━━━━━ PROVIDED DATA
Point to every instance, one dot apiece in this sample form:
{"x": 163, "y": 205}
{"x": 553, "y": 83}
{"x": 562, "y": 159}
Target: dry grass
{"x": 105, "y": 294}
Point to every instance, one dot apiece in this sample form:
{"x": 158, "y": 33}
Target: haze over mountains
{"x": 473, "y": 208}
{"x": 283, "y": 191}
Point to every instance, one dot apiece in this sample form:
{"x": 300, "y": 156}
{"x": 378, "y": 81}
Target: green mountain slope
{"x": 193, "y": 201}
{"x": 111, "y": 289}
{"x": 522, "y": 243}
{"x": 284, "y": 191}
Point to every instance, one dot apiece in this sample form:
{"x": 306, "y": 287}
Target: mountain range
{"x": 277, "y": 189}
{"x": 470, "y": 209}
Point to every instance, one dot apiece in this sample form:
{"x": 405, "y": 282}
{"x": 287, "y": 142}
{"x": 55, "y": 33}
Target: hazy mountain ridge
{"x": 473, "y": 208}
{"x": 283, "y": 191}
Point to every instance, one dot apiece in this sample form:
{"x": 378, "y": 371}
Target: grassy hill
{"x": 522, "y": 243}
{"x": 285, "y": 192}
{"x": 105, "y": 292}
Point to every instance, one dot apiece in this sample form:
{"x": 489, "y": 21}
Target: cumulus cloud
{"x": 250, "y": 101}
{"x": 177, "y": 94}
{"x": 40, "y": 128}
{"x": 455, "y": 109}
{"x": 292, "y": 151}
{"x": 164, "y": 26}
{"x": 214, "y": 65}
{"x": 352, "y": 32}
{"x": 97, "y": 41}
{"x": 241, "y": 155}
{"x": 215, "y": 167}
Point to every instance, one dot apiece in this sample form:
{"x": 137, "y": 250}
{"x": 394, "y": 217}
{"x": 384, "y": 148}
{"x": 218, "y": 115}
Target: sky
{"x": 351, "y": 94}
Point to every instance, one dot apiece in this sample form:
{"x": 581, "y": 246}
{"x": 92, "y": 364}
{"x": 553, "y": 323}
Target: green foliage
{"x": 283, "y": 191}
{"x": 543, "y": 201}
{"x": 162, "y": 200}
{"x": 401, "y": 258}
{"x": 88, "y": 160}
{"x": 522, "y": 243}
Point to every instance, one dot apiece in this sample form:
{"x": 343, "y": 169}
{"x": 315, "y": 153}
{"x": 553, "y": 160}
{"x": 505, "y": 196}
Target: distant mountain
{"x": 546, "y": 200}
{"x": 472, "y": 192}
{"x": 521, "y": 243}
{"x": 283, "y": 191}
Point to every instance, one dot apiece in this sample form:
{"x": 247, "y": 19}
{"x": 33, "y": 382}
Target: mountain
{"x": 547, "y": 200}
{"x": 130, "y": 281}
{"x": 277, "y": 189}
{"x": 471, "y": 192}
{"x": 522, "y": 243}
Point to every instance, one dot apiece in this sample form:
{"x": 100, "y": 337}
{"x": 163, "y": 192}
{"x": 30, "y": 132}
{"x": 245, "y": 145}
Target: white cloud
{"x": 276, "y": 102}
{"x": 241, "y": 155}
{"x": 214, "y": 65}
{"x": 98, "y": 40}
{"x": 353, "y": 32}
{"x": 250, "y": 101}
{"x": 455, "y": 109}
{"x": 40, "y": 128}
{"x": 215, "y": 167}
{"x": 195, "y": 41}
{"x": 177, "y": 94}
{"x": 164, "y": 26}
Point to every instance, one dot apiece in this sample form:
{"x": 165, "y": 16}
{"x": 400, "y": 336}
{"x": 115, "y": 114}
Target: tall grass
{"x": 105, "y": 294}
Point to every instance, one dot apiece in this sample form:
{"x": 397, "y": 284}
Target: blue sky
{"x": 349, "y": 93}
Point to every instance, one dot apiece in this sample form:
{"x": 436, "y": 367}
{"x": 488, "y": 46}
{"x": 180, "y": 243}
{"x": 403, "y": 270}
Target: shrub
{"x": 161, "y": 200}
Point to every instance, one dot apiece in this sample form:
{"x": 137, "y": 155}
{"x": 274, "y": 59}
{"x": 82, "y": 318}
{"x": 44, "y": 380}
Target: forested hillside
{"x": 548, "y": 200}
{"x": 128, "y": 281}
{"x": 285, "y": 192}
━━━━━━━━━━
Word for word, extract all the records.

Point to every instance, one dot apiece in this sample form:
{"x": 163, "y": 205}
{"x": 553, "y": 83}
{"x": 562, "y": 159}
Target: dry grass
{"x": 105, "y": 294}
Point to every instance, one dot apiece in this sample form:
{"x": 158, "y": 33}
Target: haze over mountains
{"x": 473, "y": 208}
{"x": 283, "y": 191}
Point to every instance, one dot apiece in this sample form:
{"x": 300, "y": 156}
{"x": 378, "y": 81}
Target: green mountain slope
{"x": 193, "y": 201}
{"x": 111, "y": 289}
{"x": 522, "y": 243}
{"x": 284, "y": 191}
Point to every instance, one dot apiece in this sample form:
{"x": 306, "y": 287}
Target: mountain range
{"x": 277, "y": 189}
{"x": 470, "y": 209}
Point to every instance, one dot apiece in this sample form:
{"x": 405, "y": 282}
{"x": 287, "y": 142}
{"x": 55, "y": 33}
Target: hazy mountain ridge
{"x": 473, "y": 208}
{"x": 283, "y": 191}
Point to every instance, one dot apiece in this sample form:
{"x": 378, "y": 371}
Target: grassy hill
{"x": 522, "y": 243}
{"x": 285, "y": 192}
{"x": 105, "y": 292}
Point to every instance, one dot apiece in this sample form:
{"x": 489, "y": 21}
Target: cumulus cloud
{"x": 250, "y": 101}
{"x": 177, "y": 94}
{"x": 40, "y": 128}
{"x": 455, "y": 109}
{"x": 292, "y": 151}
{"x": 164, "y": 26}
{"x": 214, "y": 65}
{"x": 352, "y": 32}
{"x": 97, "y": 41}
{"x": 241, "y": 155}
{"x": 215, "y": 167}
Point to every instance, one dot apiece in this sample form:
{"x": 137, "y": 250}
{"x": 394, "y": 217}
{"x": 384, "y": 148}
{"x": 218, "y": 115}
Target: sky
{"x": 351, "y": 94}
Point to every instance, one dot apiece in this sample form:
{"x": 581, "y": 246}
{"x": 92, "y": 364}
{"x": 553, "y": 323}
Target: green foliage
{"x": 283, "y": 191}
{"x": 543, "y": 201}
{"x": 162, "y": 200}
{"x": 401, "y": 258}
{"x": 88, "y": 160}
{"x": 522, "y": 243}
Point to every instance, one dot apiece in this sample form:
{"x": 343, "y": 169}
{"x": 315, "y": 153}
{"x": 553, "y": 160}
{"x": 505, "y": 196}
Target: distant mountain
{"x": 546, "y": 200}
{"x": 472, "y": 192}
{"x": 521, "y": 243}
{"x": 283, "y": 191}
Point to every instance, one dot apiece in this sample form:
{"x": 247, "y": 19}
{"x": 33, "y": 382}
Target: mountain
{"x": 547, "y": 200}
{"x": 130, "y": 281}
{"x": 277, "y": 189}
{"x": 471, "y": 192}
{"x": 522, "y": 243}
Point to every instance, one dot apiece in this sample form:
{"x": 100, "y": 337}
{"x": 163, "y": 192}
{"x": 30, "y": 132}
{"x": 245, "y": 145}
Target: white cloud
{"x": 276, "y": 102}
{"x": 241, "y": 155}
{"x": 214, "y": 65}
{"x": 98, "y": 40}
{"x": 353, "y": 32}
{"x": 250, "y": 101}
{"x": 455, "y": 109}
{"x": 40, "y": 128}
{"x": 215, "y": 167}
{"x": 195, "y": 41}
{"x": 177, "y": 94}
{"x": 164, "y": 26}
Point to every instance, one dot apiece in this sample form:
{"x": 165, "y": 16}
{"x": 400, "y": 336}
{"x": 115, "y": 114}
Target: tall grass
{"x": 105, "y": 294}
Point to every instance, one dot apiece in this sample form:
{"x": 397, "y": 284}
Target: blue sky
{"x": 349, "y": 93}
Point to every instance, one dot apiece in this sample form:
{"x": 436, "y": 367}
{"x": 488, "y": 46}
{"x": 180, "y": 243}
{"x": 403, "y": 270}
Target: shrub
{"x": 161, "y": 200}
Point to every instance, one dot apiece in this sample form:
{"x": 137, "y": 155}
{"x": 274, "y": 59}
{"x": 82, "y": 318}
{"x": 44, "y": 380}
Target: forested hillside
{"x": 548, "y": 200}
{"x": 128, "y": 281}
{"x": 285, "y": 192}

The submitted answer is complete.